== Exercise goal ==
Update the rows from the line with "Where can the woman's" to the line with "(1180, 618)" by replacing "wrist" with "forearm", leaving everything else unchanged, and give back only those lines.

== Data shown ==
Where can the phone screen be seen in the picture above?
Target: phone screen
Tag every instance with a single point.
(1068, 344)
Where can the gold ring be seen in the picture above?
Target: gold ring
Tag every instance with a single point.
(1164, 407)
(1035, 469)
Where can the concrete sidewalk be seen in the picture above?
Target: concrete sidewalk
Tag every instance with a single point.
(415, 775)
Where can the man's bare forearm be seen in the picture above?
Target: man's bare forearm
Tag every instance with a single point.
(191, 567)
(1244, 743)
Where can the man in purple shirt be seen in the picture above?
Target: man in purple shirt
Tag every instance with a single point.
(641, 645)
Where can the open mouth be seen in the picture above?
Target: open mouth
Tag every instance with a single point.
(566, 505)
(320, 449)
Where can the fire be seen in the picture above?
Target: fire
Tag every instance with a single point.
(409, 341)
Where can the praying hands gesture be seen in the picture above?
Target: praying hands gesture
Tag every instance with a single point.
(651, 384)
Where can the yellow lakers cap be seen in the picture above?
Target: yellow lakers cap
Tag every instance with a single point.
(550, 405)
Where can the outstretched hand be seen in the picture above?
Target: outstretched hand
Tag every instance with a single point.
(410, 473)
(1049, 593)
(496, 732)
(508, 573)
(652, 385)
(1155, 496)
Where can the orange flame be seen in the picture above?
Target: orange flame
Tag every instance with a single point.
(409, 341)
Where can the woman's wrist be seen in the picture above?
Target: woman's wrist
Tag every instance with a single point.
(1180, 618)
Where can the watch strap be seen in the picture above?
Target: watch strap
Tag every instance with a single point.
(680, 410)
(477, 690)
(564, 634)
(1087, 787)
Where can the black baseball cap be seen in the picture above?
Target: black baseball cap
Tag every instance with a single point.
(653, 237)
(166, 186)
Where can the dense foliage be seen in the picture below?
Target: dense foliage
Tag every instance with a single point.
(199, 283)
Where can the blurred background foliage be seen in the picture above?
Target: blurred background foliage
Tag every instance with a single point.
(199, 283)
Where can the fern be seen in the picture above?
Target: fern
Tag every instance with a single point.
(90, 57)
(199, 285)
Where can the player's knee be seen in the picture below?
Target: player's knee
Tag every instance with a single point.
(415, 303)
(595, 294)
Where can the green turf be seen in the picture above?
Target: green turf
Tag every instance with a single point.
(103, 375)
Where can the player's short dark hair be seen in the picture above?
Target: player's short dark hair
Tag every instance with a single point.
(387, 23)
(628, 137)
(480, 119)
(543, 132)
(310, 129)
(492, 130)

== Complete answer ==
Where can the woman's forearm be seen in the picture above?
Target: woman's forearm
Tag every instance with a single point.
(1180, 618)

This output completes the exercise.